* _Task material_
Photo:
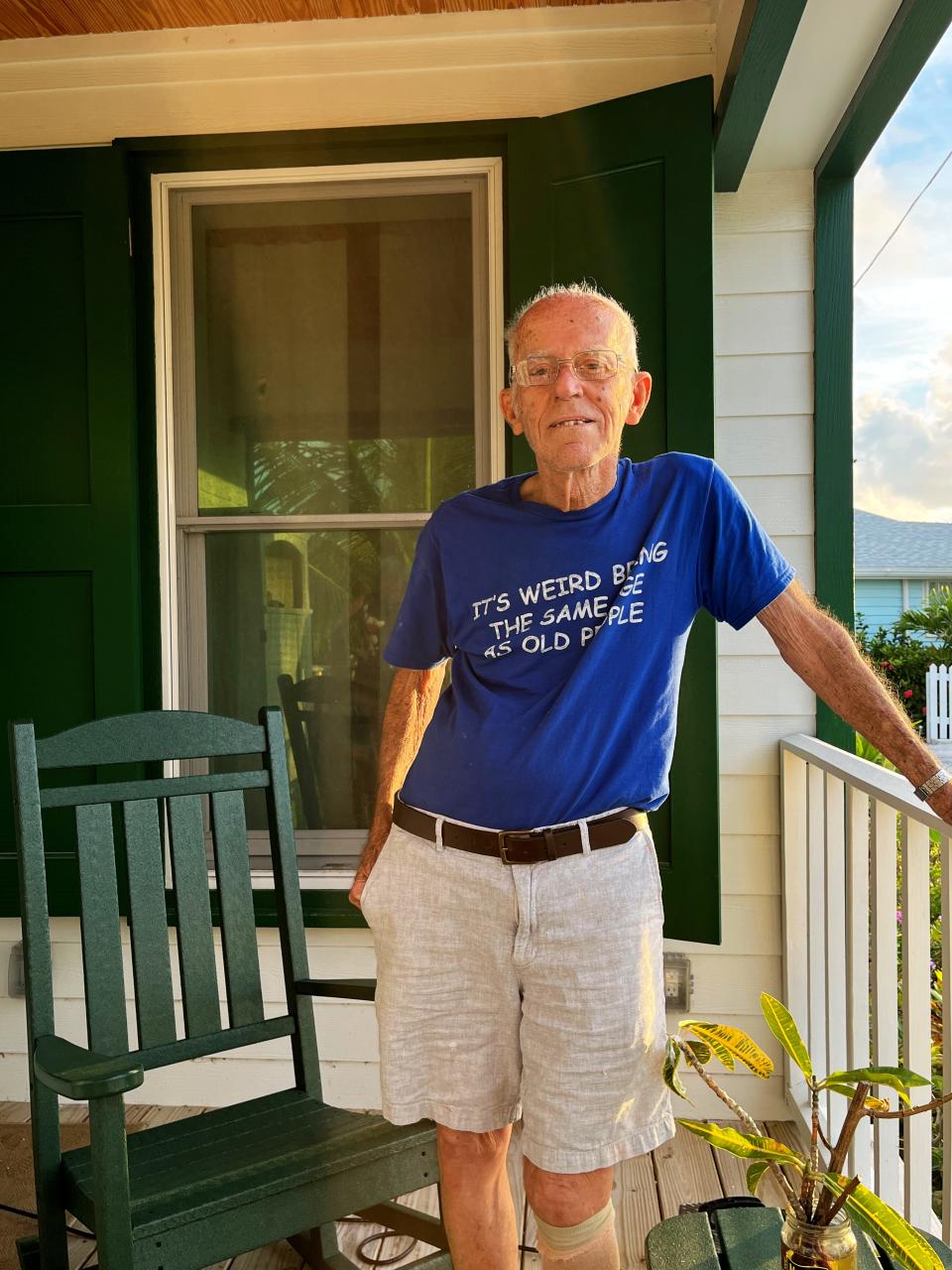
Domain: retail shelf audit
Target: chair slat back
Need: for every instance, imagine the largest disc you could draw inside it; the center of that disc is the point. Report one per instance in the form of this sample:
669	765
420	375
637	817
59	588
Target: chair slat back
145	806
189	866
102	943
149	929
243	974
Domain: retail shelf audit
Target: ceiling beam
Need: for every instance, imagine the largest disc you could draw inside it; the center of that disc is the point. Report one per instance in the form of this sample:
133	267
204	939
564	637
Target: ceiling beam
765	35
906	46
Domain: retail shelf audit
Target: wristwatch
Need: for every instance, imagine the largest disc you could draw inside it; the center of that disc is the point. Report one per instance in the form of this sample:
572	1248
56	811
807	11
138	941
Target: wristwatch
934	783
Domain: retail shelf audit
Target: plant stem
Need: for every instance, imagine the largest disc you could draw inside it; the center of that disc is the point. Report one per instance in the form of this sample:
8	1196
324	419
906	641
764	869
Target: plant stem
806	1191
752	1125
855	1112
843	1197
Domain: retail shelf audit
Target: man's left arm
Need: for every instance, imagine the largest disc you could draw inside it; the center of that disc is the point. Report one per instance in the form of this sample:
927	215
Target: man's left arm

* _Written request_
Rewrite the listing above with every "retail shelf audit" changed to "store shelf check" and nothing else altered. Leave the pictures out.

* _Answer_
Photo:
Domain: store shelf check
Target: chair slat back
Need: for every instance, imagine the largest disc you could draw inside it; the center of that disc is the point. Report one per instance in the form of this sample:
669	765
420	375
637	817
59	588
Target: chair slat back
145	806
189	866
102	943
149	929
243	974
Domain: store shelf check
Target: ceiling beam
Need: for every instance, imagine the largest disc you could draw inside it; the center of that disc is the point. Report one per instance in the form of this sample:
133	267
204	939
564	637
Target: ceiling beam
765	35
906	46
Domain: store shelf check
Target: wristwatch
Need: for every instance, imagine the largest disc you could draw inside it; the center of that disc is the point. Report one per instance in the form of this sample:
572	1248
56	811
807	11
138	941
Target: wristwatch
934	783
Domain: store shelf check
Target: plant stem
Need: for every instance, imagine the largest disc you could draw inside it; the center of that disc is the point. Report one per instance in the form of this sample:
8	1196
324	419
906	641
764	869
Target: plant stem
806	1191
752	1125
855	1112
843	1197
Domain: store shelf check
Target: man's left arm
Need: for every instance, imagine the largest disc you could draw inside it; the center of that disc is the point. Report one per instance in the form of this sample:
927	215
Target: man's left arm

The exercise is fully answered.